Data records:

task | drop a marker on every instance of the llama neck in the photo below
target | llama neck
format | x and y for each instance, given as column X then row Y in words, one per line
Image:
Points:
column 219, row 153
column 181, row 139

**EXERCISE AIM:** What is wanted is the full set of entries above, reproduced exactly.

**ANSWER TO THE EXERCISE:**
task | drop a marker on every instance of the llama neck in the photo below
target | llama neck
format | x and y for each instance, given as column X then row Y in words, one per line
Image:
Points:
column 219, row 153
column 181, row 139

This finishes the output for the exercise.